• YOUR INSTRUCTIONS
In the griddle maintenance text below, copy word for word the passage that begins with the words containing "A case of twelve" and ends with "the supply rhythm.".

• TEXT UNDER STUDY
:::::

A case of twelve Winco GBK-348 grill bricks covers most commercial operations for six to twelve months; the case quantity matches the typical replacement cadence. Keep the case in a dry, vented storage location; do not let the bricks sit in a damp area. Three scrapers cover the standard plate sizes: the Winco SCRP-12 for 24- and 36-inch plates, the Winco SCRP-14 for 48-inch plates, the Winco SCRP-16 for 60- and 72-inch plates. Keep two scrapers per station so a fresh sharp blade is always available; the second scraper covers the moment the first one chips or burrs. A case of Atosa ATGC101 High Temp Griddle Cleaner covers a typical commercial kitchen for one to two months of daily cleaning. Each five-ounce bottle handles one shift on a 36-inch plate or a partial shift on a 48-inch plate. Order in case quantity; ordering single bottles is more expensive and breaks the supply rhythm.

Screens, holder, squeegee, oil, and thermometer

A griddle screen for daily abrasive work, a brick holder for safe brick use on 36-inch and larger plates, and a squeegee for moving slurry into the trough complete the abrasion side of the kit. A non-abrasive pad in a different color from the screens is useful for chrome-safe and stainless-safe applications even if the main plate is steel. Keep a gallon of refined avocado, grapeseed, or refined canola oil dedicated to seasoning, separate from the cooking-oil supply, in a small squeeze bottle with a fine pour spout for measured application during seasoning. Marker the bottle clearly as seasoning oil so it does not end up in the fryer. A handheld infrared thermometer pays back the small investment in better temperature control during bricking and seasoning: the brick step calls for 250-300 F, the seasoning step calls for 350-400 F (or higher for avocado), and reading the plate temperature directly removes guesswork.

Item Quantity Replacement Cycle Use
GBK-348 case 1 case (12 bricks) 6-12 months Weekly bricking
SCRP-12 2 3-6 months 24- and 36-inch plates
SCRP-14 2 3-6 months 48-inch plates
SCRP-16 2 3-6 months 60- and 72-inch plates
ATGC101 case 1 case 1-2 months Daily chemistry
Griddle screens 1 box Weekly Daily abrasion
Brick holder 1 1-2 years Brick safety
Squeegee 1 1 year Slurry handling
Seasoning oil 1 gallon 1-3 months Seasoning coats
Infrared thermometer 1 2-3 years Temperature reads

Grease Trough and Drawer Maintenance

The grease trough and the grease drawer underneath collect everything that comes off the plate during service and during bricking: lifted carbon, slurry, hot grease, brick fragments, and rinse water. Empty the drawer daily at end of shift, scrub it with a degreaser, and rinse it before reinstalling. A grease drawer that sits more than 24 hours becomes a bacterial breeding ground and a fire risk: the radiant heat from the burners directly above can ignite accumulated grease, and a full drawer that overflows onto the burner shelf turns a routine cleaning into a service call. During bricking sessions specifically, check the trough and drawer for brick fragments before disposal; small pumice chips can damage the disposal stream and need to go in regular trash, not in the food waste line. Wipe the trough channel with a clean line towel after each chemistry pass to keep the next rinse clean. The trough drain should run free; a clogged trough backs the rinse water onto the cooking surface and contaminates the dry step. On Atosa ATMG and ATTG plates, the grease drawer slides out from under the front of the cabinet; the Atosa griddle guide covers drawer location and reinstallation by model.

:::::

• RAW DATA
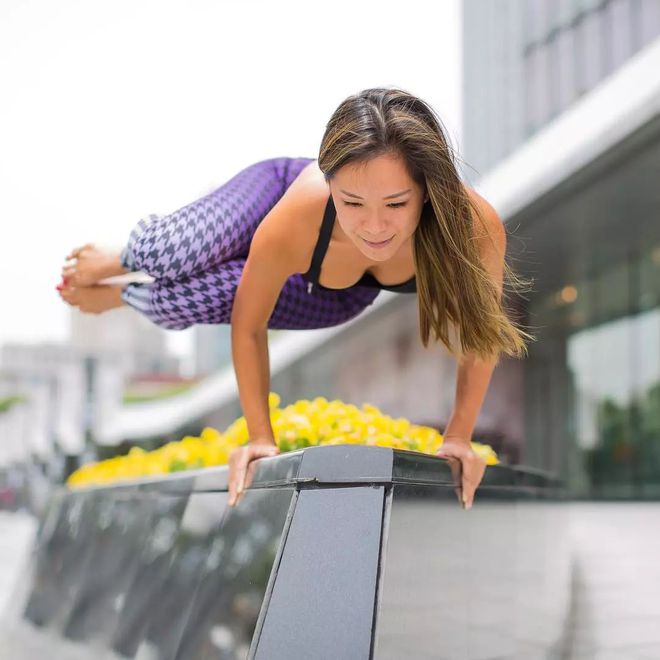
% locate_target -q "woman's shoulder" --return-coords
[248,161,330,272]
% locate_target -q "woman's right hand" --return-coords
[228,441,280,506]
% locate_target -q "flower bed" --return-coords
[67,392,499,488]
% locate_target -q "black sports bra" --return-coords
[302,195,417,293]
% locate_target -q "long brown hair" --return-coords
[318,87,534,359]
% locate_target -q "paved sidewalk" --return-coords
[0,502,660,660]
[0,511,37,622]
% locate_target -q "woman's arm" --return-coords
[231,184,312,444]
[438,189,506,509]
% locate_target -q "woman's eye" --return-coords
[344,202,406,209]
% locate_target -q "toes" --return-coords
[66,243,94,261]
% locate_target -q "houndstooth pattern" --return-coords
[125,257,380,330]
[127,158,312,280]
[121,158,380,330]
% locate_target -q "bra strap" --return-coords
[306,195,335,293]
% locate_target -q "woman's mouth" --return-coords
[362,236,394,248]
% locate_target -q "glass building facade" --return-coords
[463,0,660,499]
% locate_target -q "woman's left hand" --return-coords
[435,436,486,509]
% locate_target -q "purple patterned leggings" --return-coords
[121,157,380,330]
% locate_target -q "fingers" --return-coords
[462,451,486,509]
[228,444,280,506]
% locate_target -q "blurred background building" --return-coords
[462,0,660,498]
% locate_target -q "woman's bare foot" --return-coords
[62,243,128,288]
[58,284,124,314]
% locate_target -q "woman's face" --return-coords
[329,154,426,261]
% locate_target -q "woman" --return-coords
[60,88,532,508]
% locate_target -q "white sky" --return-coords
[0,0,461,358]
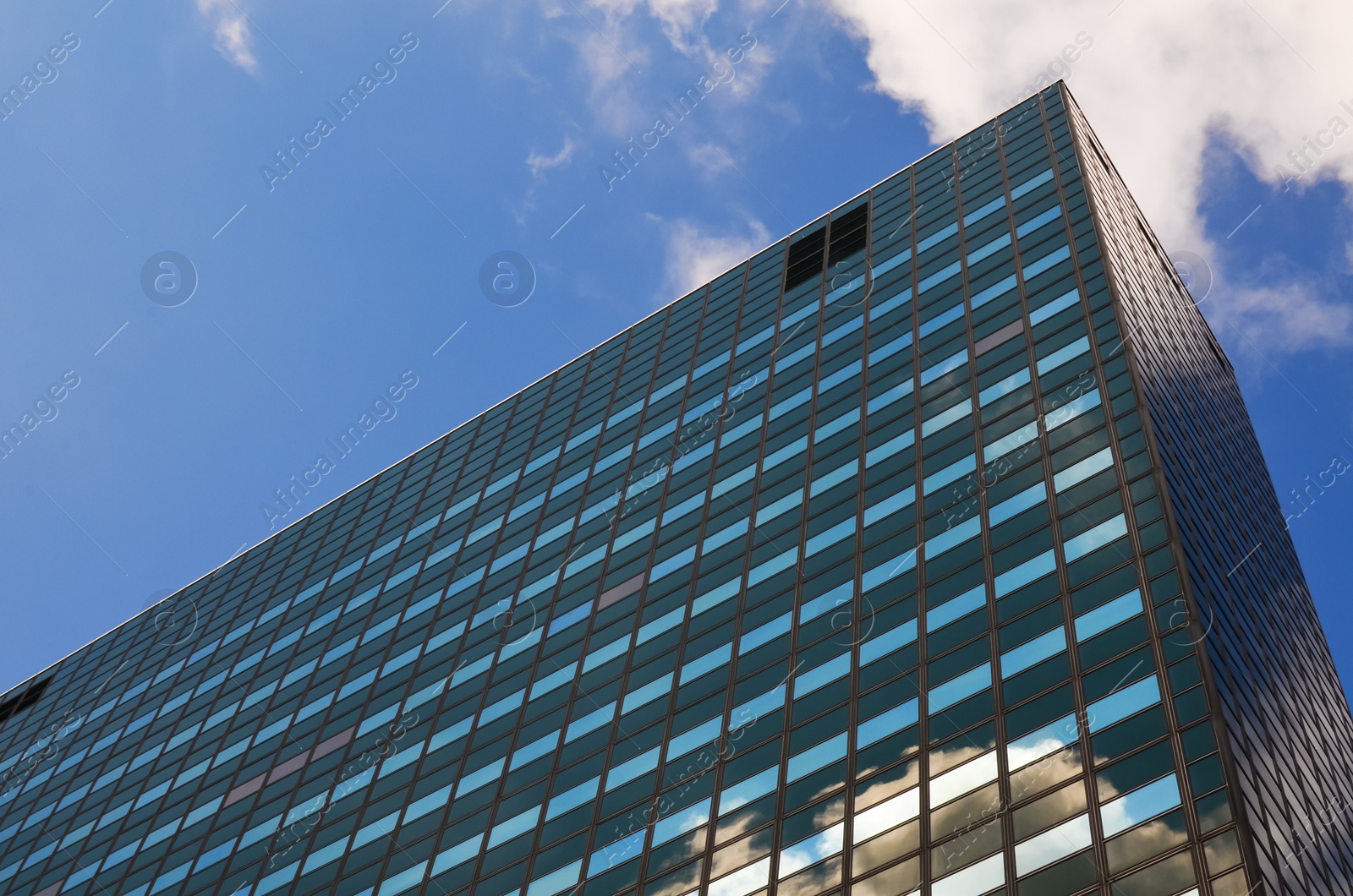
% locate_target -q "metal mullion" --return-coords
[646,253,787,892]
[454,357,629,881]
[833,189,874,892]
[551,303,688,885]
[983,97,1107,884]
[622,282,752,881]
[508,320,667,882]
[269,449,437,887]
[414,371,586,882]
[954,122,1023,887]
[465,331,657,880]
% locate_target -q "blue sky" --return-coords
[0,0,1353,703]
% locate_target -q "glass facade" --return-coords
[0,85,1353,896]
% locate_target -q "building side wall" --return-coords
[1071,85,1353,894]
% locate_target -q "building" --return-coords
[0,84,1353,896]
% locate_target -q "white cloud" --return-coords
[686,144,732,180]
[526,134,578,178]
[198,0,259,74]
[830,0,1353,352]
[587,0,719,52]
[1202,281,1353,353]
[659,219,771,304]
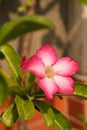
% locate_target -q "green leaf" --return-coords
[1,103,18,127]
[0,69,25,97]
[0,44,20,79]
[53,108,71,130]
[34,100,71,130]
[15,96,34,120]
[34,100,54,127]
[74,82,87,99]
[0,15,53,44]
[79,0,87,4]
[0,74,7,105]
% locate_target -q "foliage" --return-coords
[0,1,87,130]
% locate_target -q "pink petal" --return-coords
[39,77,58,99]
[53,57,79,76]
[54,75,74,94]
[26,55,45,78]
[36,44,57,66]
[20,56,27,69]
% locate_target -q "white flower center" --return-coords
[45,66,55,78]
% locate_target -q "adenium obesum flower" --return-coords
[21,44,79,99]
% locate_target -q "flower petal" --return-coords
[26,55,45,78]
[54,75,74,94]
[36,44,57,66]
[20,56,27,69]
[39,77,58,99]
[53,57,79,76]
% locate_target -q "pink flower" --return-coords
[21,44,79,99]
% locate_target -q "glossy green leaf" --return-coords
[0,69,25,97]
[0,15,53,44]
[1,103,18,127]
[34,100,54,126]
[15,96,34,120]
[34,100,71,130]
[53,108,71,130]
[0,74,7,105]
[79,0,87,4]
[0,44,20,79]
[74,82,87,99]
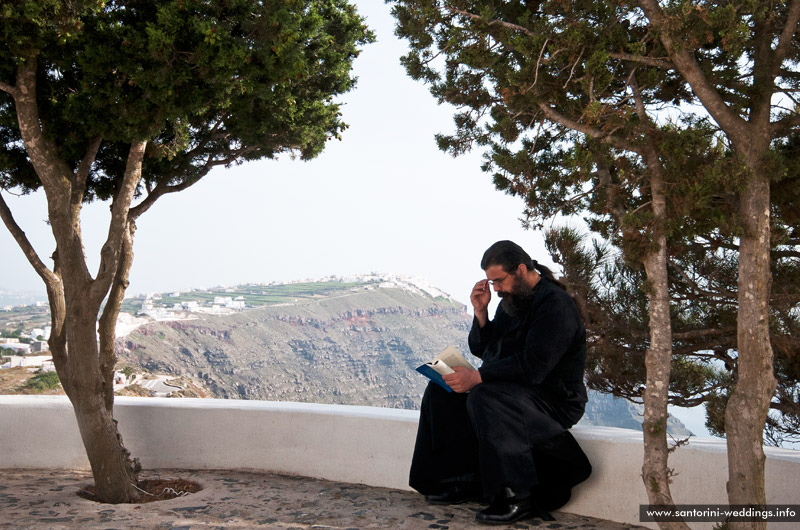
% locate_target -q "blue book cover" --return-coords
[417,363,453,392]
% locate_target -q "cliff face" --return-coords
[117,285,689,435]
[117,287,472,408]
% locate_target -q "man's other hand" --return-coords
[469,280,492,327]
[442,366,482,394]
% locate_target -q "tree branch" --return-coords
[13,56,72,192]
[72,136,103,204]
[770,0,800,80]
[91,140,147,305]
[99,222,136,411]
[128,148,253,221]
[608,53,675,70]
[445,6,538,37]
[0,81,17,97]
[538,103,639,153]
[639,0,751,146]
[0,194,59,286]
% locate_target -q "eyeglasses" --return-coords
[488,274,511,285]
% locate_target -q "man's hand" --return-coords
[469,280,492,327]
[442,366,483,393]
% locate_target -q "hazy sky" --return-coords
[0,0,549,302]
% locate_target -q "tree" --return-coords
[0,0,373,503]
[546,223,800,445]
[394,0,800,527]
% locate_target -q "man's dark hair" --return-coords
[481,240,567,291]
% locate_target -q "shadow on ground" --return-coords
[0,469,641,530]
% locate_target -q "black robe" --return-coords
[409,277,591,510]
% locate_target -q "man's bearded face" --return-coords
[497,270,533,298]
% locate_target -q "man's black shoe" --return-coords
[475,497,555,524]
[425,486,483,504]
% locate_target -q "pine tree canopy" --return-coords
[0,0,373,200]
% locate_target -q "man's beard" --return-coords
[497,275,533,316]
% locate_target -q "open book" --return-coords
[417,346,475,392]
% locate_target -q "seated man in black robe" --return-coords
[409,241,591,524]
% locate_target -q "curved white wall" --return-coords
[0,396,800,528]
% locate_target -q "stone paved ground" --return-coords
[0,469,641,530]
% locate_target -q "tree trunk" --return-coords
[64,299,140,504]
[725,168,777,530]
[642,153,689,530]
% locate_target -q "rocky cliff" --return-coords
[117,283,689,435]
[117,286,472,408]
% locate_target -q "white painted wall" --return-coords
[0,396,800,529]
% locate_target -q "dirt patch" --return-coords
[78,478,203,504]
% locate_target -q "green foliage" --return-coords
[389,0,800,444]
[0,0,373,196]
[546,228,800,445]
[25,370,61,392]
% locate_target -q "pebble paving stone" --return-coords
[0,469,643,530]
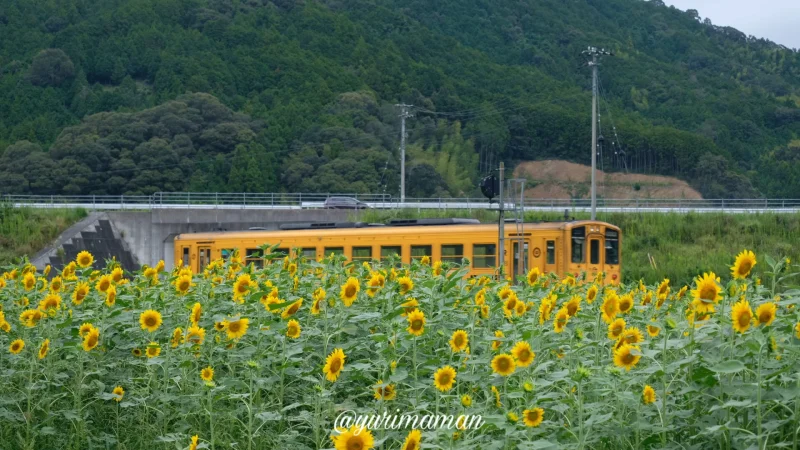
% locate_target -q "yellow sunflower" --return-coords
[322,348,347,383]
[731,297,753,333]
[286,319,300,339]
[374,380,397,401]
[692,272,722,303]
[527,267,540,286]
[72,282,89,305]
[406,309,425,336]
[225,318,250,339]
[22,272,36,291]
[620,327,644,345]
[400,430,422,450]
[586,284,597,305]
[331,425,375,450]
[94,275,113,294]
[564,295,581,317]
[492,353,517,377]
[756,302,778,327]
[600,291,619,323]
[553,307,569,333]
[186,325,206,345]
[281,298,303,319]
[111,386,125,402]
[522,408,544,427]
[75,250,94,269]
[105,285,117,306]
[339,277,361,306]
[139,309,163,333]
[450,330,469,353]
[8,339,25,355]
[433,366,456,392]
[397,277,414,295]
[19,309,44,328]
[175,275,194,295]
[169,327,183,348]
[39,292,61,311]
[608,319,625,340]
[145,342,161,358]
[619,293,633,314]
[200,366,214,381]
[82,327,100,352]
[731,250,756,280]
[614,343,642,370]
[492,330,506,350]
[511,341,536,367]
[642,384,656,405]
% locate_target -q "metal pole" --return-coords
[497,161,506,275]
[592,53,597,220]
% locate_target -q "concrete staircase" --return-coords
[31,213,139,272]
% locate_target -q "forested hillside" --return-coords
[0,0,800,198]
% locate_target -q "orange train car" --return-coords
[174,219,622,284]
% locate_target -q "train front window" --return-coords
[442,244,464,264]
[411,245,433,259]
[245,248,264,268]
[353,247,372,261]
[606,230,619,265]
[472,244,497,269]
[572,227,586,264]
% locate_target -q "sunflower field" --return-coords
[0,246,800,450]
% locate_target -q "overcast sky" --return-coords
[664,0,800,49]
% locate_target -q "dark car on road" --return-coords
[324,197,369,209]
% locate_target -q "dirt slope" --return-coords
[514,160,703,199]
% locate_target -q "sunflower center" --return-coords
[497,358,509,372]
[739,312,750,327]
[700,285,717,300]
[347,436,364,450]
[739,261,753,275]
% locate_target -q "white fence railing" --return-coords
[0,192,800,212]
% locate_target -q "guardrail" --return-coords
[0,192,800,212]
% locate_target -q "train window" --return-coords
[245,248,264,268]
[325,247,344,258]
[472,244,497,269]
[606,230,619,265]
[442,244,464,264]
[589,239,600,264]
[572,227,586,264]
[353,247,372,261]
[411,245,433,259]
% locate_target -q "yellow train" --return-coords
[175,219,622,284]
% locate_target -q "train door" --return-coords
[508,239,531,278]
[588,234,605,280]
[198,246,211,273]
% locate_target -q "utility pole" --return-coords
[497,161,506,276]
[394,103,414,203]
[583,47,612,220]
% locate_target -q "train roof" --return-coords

:::::

• RESPONSE
A case of twelve Winco GBK-348 grill bricks covers most commercial operations for six to twelve months; the case quantity matches the typical replacement cadence. Keep the case in a dry, vented storage location; do not let the bricks sit in a damp area. Three scrapers cover the standard plate sizes: the Winco SCRP-12 for 24- and 36-inch plates, the Winco SCRP-14 for 48-inch plates, the Winco SCRP-16 for 60- and 72-inch plates. Keep two scrapers per station so a fresh sharp blade is always available; the second scraper covers the moment the first one chips or burrs. A case of Atosa ATGC101 High Temp Griddle Cleaner covers a typical commercial kitchen for one to two months of daily cleaning. Each five-ounce bottle handles one shift on a 36-inch plate or a partial shift on a 48-inch plate. Order in case quantity; ordering single bottles is more expensive and breaks the supply rhythm.